• _WRITTEN PROBLEM_:
Starting with the line that contains "Find the grey" and going on through the end of the records, write those lines out again with "bark" replaced by "trunk" and nothing else changed. Give only those lines.

• _RECORDS FOR THE EXERCISE_:
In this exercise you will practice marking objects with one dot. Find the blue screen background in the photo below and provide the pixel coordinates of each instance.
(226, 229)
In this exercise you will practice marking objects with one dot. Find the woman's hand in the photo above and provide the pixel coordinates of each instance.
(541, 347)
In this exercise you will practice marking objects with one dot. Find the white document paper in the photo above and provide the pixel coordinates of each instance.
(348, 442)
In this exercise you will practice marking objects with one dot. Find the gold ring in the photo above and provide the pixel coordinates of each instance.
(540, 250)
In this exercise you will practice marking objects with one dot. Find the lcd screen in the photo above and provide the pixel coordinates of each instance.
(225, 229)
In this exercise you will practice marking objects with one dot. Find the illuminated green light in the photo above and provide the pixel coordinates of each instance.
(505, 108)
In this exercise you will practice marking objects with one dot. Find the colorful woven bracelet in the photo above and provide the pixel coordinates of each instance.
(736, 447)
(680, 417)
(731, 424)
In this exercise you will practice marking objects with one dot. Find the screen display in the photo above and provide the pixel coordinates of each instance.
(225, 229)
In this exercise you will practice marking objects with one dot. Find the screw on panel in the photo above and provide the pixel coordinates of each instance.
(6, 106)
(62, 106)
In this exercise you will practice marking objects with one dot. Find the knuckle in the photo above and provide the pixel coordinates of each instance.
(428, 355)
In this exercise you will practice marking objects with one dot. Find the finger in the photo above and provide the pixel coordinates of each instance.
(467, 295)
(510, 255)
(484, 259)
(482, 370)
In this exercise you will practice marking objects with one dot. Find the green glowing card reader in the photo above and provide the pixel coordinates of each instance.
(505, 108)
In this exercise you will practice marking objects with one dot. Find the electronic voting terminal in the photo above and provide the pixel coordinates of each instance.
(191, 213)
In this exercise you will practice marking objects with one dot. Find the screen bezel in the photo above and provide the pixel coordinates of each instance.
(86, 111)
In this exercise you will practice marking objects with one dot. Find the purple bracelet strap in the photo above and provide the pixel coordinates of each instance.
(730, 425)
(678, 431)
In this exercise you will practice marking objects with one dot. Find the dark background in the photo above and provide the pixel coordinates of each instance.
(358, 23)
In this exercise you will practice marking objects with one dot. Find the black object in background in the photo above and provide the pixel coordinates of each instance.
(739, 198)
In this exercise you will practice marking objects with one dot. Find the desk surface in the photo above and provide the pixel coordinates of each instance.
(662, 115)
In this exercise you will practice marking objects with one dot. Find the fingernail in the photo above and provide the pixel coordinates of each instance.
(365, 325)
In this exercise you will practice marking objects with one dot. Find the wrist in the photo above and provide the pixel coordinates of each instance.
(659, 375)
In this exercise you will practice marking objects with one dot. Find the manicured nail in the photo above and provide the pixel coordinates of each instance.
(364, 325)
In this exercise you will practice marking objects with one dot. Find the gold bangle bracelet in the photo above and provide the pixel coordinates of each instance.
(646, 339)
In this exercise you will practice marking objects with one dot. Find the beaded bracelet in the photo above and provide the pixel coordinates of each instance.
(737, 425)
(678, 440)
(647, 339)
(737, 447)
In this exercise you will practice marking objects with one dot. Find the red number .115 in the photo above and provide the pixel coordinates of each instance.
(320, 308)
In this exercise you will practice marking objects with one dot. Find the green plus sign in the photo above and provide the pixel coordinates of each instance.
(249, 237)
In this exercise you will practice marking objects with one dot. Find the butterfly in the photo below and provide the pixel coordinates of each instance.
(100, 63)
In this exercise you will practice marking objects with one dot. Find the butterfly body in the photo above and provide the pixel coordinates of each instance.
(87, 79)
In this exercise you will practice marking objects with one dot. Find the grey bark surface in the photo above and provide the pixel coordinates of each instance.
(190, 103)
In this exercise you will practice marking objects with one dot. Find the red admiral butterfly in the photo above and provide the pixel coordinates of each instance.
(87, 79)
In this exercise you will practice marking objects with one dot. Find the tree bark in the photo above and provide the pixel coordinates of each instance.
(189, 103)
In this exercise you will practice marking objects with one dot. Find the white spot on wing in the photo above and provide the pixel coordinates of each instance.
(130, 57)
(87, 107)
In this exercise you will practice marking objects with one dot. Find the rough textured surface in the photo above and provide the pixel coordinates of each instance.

• _OUTPUT BELOW_:
In this exercise you will practice marking objects with one dot. Find the grey trunk surface in the photo above and provide the pixel coordinates of each instance.
(190, 103)
In this exercise you will practice marking objects with one dot. Find the red admiral butterfly in the photo above and provide the pixel coordinates of each instance.
(87, 79)
In this exercise you will practice marking objects with one dot. Find the tree trunk in the photo above and provide the pixel coordinates of each instance.
(189, 103)
In this exercise you will practice marking objects with one dot. Find the white spot on wing in the photo above and provide the pixel coordinates of each instance.
(130, 57)
(87, 107)
In this exercise you will practice marking objects with one dot. Find the rough textured surface in the photo above and provide the pixel coordinates of each instance.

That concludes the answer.